Exercise description —
In the records below, the line that contains "Mark the child" marks the start. Copy it and each line after it through the end, exactly, without pictures.

(begin)

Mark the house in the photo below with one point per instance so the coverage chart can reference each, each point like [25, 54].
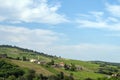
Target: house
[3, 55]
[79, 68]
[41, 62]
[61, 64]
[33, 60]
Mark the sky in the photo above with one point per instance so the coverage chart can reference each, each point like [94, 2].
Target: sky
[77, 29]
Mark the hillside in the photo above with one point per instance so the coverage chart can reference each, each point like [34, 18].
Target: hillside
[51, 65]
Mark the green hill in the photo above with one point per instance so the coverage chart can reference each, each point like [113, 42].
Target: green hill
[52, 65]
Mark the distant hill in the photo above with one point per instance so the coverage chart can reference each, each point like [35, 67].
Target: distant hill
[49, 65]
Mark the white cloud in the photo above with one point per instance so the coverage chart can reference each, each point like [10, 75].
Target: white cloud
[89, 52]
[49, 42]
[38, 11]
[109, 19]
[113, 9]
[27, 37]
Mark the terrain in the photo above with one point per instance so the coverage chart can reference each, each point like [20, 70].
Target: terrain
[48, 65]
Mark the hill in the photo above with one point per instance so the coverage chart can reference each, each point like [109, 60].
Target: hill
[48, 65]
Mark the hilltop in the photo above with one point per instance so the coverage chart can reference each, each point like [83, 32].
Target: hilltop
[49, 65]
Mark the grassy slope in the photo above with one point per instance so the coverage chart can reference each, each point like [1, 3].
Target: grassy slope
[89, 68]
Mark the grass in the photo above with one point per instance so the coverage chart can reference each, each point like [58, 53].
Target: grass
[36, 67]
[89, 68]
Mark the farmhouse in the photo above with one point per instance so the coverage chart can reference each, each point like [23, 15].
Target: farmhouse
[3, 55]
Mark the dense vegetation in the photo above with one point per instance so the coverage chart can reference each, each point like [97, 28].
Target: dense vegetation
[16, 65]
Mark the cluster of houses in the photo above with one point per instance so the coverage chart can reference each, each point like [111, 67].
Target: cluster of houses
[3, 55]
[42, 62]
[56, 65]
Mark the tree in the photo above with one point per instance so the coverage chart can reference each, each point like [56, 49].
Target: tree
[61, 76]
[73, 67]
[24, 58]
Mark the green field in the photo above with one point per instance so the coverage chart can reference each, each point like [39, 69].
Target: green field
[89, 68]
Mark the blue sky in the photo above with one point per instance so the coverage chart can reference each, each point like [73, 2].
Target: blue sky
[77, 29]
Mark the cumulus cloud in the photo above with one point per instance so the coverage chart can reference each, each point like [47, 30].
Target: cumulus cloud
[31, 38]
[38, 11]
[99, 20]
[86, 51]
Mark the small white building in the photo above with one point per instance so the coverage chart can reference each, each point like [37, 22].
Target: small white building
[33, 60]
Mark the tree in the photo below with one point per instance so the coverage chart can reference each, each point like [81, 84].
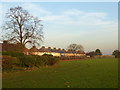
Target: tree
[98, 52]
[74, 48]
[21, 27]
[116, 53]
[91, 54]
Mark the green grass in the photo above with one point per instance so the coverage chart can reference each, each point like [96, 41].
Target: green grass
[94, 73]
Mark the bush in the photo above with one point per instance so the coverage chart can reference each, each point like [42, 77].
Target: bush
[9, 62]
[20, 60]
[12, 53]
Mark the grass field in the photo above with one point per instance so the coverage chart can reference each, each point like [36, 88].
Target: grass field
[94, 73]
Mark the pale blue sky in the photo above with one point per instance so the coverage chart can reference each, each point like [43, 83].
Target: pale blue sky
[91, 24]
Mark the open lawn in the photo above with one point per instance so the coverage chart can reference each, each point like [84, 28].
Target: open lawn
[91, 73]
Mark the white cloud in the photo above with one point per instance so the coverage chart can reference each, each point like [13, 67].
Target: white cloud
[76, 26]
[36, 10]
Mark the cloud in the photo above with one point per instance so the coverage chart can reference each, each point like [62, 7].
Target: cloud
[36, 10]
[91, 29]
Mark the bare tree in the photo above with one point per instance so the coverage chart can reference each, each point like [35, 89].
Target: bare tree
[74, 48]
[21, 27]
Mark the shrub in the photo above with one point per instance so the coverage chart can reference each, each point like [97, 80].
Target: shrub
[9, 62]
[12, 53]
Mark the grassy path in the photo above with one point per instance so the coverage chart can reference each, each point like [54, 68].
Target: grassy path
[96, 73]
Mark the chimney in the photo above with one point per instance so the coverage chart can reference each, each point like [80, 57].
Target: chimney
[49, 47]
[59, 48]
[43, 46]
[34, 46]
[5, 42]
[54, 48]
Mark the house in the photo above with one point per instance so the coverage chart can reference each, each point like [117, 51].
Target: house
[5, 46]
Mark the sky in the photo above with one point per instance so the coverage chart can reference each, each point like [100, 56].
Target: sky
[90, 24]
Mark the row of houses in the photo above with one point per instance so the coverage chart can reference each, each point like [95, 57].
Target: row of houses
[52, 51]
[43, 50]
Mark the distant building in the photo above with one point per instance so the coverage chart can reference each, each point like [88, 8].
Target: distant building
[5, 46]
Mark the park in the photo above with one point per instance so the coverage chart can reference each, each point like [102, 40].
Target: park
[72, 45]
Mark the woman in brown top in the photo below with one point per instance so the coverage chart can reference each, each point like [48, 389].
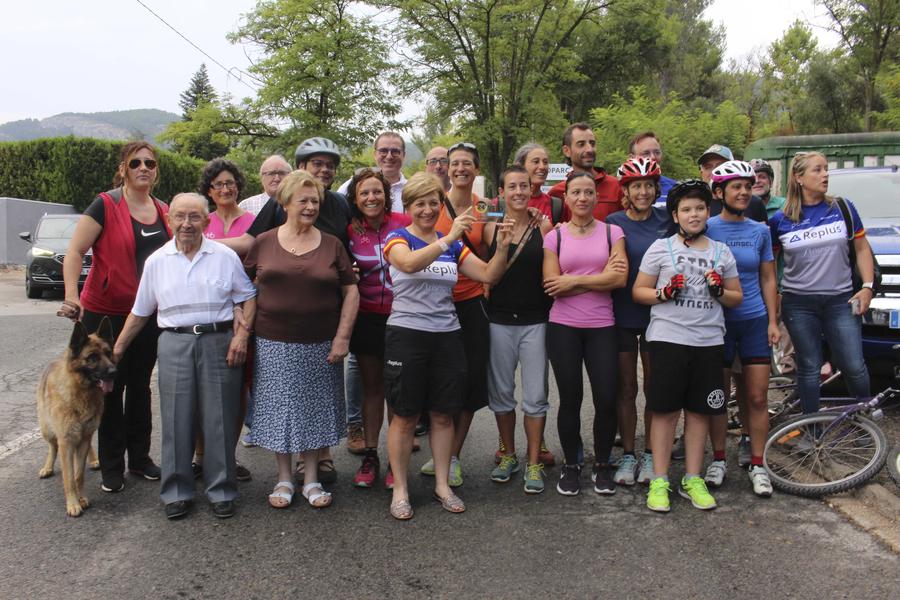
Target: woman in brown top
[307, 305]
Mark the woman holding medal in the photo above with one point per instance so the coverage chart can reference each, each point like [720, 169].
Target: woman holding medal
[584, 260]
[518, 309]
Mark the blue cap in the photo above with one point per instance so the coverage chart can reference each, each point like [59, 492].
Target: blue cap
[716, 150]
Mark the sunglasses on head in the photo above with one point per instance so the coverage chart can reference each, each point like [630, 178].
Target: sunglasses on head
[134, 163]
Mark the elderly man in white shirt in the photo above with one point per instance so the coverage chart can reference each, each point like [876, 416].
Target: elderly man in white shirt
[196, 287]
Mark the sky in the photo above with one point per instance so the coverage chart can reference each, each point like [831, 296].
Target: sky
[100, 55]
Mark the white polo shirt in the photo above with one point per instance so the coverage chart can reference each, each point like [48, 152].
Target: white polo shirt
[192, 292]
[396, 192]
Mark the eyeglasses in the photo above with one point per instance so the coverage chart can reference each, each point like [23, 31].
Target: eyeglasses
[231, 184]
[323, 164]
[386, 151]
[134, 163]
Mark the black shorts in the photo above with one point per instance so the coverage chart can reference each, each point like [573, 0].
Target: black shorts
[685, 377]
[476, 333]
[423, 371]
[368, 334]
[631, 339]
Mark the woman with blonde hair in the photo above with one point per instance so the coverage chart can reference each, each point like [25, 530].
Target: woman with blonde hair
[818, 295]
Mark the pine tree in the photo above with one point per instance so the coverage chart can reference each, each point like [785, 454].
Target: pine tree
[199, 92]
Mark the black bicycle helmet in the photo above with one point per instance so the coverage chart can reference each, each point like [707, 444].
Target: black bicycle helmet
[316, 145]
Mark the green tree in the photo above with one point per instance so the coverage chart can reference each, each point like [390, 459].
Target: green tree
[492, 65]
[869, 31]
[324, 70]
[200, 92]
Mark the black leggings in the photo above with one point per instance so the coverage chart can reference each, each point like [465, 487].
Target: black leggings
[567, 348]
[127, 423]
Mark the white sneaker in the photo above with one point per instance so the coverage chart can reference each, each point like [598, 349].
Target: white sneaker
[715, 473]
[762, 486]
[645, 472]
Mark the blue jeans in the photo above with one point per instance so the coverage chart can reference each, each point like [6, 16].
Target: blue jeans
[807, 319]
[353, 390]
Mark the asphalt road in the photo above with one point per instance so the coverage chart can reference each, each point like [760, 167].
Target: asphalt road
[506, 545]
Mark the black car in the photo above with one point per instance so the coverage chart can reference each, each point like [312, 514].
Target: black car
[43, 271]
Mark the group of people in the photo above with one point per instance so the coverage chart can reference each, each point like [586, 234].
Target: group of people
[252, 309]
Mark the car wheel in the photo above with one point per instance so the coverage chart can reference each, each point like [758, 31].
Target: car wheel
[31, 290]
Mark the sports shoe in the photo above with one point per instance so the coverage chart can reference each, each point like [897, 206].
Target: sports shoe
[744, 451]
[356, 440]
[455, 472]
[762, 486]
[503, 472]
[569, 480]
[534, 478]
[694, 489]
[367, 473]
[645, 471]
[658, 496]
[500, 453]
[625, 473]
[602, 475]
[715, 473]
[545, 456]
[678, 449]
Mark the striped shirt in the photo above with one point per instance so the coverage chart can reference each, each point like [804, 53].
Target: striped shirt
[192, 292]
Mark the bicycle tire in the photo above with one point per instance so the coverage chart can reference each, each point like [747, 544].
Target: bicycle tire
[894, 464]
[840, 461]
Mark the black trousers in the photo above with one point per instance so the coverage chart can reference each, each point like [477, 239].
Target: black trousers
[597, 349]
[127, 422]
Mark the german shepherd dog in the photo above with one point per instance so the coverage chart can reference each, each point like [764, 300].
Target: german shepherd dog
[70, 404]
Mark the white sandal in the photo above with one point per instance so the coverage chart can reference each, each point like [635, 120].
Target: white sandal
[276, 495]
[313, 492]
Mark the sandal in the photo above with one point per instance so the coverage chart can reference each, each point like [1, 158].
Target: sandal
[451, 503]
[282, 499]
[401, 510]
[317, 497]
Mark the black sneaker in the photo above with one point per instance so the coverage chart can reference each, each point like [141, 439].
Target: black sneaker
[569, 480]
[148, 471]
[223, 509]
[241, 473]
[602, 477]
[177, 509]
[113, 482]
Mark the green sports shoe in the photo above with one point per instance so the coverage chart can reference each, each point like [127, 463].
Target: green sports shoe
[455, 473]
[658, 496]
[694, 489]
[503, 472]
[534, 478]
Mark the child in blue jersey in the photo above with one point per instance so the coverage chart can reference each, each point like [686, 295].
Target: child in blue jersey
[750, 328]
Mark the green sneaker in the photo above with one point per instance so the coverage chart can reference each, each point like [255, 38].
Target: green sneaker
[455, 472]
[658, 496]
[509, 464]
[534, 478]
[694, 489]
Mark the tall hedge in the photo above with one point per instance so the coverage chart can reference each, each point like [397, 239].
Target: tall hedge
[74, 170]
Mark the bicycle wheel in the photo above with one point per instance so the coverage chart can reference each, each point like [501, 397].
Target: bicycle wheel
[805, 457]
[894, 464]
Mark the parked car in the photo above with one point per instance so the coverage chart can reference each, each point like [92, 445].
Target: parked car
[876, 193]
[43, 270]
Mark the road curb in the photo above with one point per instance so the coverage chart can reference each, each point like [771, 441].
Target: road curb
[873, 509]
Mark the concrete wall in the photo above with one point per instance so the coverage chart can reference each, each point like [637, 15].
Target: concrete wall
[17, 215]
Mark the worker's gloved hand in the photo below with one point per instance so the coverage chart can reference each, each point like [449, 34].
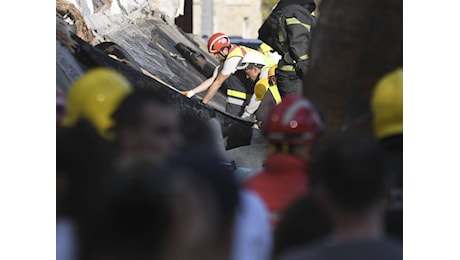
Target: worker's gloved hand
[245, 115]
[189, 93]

(end)

Response for this exercise —
Mark the child in blue jersey in the photo above with one point per instance so the coverage chart can reference each, each point like [686, 295].
Target: child in blue jersey
[750, 328]
Mark the green sneaker in the photo above with one point per instance so the coverage chart can reference each, each point like [255, 38].
Target: green sneaker
[455, 472]
[658, 496]
[509, 464]
[534, 478]
[694, 489]
Mark the tall hedge in the photo above with one point per instance so the coverage chart can reference each, each point like [397, 239].
Target: tall hedge
[74, 170]
Mark the bicycle wheel in the photo above with one point per instance so the coverage chart can reference each, each point like [501, 397].
Target: bicycle wheel
[805, 457]
[894, 464]
Mark the parked car in the photo above with one point per instance so the coverage chart can reference each, each point like [92, 445].
Target: parked car
[876, 193]
[43, 270]
Mark the road curb in the photo above with one point per instance so the coverage chart can reference each, each point like [771, 441].
Target: road curb
[873, 509]
Mark the concrete wall in the photo above with one point per instance so the coverage chart can reference each, each point like [637, 15].
Target: concrete wall
[17, 215]
Mark the worker's gloved hand in the photo below with one point per instance so the coverage chart can reference each, each point like [449, 34].
Target: worker's gloved hand
[245, 115]
[189, 93]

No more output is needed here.